Among the records, which lines include "mirror"? List them.

---

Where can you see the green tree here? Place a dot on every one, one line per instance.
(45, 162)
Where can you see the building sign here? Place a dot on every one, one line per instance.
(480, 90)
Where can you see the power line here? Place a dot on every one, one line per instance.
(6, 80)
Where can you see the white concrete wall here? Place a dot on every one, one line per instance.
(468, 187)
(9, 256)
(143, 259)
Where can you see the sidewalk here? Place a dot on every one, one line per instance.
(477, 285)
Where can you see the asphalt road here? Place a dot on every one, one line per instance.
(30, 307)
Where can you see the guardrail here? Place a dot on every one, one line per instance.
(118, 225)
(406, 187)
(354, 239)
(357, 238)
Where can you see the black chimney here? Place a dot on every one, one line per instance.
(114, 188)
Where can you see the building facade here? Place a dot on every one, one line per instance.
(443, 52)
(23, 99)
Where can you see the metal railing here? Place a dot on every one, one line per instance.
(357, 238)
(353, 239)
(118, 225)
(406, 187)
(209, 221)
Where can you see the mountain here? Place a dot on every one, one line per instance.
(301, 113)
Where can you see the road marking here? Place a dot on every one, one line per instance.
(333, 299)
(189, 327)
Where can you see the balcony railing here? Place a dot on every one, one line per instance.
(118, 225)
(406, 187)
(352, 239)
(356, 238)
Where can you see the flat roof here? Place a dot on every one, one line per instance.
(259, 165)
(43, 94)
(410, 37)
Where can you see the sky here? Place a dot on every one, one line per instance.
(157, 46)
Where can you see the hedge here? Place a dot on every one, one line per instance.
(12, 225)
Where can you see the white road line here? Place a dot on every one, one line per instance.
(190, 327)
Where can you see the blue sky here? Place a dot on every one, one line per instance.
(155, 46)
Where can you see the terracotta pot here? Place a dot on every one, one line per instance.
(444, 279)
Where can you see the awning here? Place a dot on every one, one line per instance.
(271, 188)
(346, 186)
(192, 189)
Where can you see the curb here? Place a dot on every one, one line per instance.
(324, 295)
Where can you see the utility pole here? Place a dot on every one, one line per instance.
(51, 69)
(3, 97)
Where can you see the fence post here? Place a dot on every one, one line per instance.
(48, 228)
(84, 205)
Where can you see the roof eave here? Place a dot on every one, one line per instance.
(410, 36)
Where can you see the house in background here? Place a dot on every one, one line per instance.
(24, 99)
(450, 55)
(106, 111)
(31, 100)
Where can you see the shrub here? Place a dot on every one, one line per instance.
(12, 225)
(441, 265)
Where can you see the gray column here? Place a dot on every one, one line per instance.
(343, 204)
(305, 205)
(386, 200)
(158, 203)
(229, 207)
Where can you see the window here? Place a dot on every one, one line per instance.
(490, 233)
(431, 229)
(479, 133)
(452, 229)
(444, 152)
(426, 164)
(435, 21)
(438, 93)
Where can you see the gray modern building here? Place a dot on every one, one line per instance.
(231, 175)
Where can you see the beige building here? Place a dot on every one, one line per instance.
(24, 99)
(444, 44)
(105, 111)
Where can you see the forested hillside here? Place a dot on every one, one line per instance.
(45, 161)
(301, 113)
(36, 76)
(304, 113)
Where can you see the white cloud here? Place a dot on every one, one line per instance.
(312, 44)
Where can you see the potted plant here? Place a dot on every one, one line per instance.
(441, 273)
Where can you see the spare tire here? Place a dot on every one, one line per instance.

---

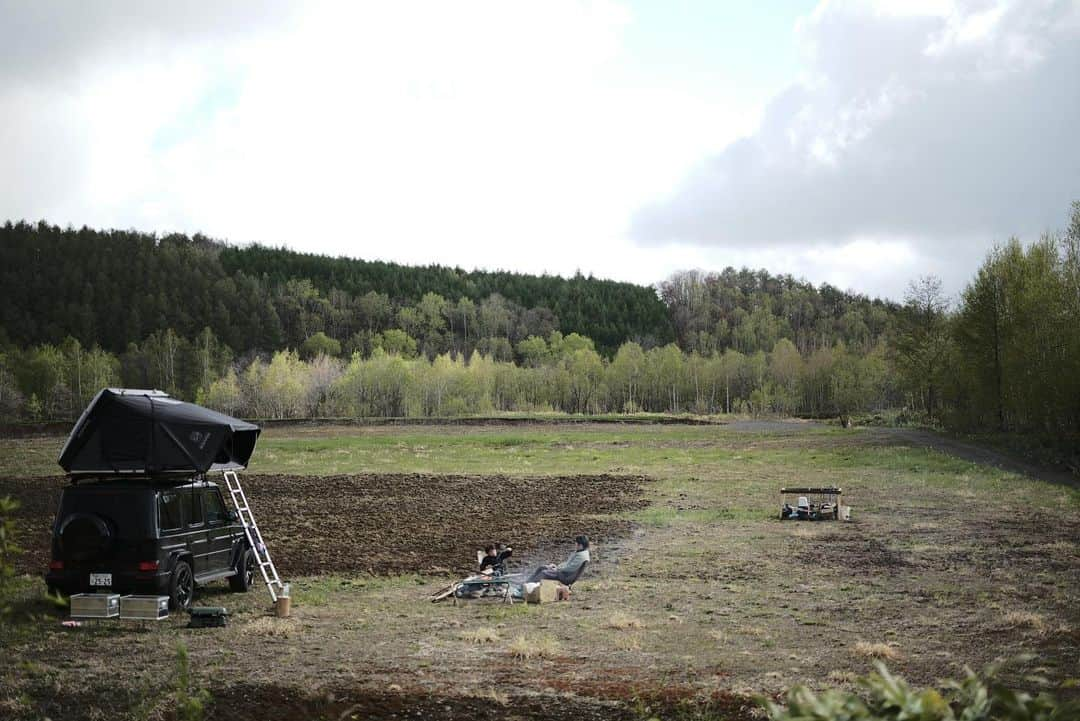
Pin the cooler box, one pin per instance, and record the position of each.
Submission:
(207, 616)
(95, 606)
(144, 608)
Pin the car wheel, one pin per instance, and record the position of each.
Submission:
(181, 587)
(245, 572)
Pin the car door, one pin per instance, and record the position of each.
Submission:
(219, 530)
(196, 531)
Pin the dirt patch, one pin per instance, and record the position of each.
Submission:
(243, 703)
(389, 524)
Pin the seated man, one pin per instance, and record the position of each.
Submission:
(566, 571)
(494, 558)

---

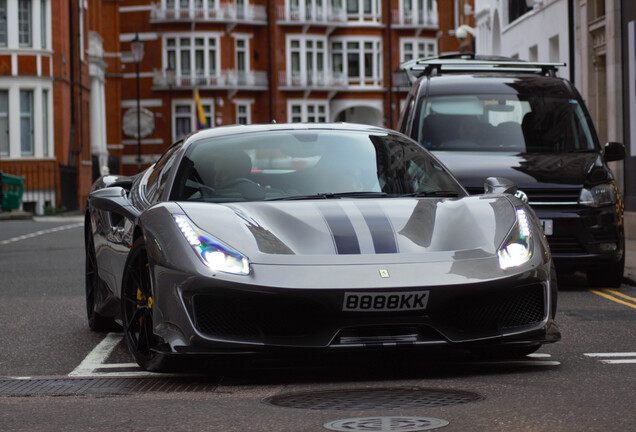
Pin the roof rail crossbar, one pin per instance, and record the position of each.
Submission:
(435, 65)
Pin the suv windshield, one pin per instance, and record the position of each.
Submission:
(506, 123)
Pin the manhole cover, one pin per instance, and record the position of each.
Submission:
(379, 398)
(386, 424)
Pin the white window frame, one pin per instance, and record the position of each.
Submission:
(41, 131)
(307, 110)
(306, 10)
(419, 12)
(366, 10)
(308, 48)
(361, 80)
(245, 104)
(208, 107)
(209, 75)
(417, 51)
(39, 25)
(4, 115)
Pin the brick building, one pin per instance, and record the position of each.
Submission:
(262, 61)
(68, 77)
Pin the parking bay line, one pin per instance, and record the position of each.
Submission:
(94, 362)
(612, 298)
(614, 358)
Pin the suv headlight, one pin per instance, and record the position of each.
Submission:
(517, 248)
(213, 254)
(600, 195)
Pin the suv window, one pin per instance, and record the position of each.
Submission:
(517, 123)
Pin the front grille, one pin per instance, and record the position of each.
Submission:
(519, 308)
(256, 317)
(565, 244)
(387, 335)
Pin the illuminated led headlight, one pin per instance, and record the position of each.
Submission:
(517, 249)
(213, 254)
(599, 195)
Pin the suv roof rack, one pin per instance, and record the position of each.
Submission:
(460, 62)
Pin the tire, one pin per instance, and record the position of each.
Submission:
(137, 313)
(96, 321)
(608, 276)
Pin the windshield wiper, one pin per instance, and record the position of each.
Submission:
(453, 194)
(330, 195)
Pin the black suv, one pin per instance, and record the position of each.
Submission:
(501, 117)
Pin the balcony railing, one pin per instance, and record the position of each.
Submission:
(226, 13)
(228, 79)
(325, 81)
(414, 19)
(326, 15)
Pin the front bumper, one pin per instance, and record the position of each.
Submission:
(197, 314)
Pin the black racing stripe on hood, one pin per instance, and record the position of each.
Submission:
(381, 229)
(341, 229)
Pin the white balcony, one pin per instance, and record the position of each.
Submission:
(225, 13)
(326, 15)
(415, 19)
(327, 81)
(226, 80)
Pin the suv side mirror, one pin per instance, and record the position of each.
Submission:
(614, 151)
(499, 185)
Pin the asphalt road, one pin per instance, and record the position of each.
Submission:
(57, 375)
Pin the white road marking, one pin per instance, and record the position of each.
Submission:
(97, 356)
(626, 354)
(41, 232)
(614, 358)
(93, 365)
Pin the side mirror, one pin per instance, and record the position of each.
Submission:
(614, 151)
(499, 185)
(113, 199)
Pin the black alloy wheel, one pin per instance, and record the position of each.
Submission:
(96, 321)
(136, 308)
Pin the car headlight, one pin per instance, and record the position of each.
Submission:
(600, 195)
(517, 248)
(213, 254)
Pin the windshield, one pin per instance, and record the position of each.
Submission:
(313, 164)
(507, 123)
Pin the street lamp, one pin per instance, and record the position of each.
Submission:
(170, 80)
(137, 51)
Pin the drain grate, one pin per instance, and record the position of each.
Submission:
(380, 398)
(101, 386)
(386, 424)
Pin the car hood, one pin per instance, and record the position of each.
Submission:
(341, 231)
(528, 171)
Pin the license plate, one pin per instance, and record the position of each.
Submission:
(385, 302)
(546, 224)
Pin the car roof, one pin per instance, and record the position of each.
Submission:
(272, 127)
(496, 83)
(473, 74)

---

§ **Exercise solution**:
Pin the suv side mirror, one pin per instance, and record the position of each.
Pin the side mirror, one pin per instance, and record the position of each.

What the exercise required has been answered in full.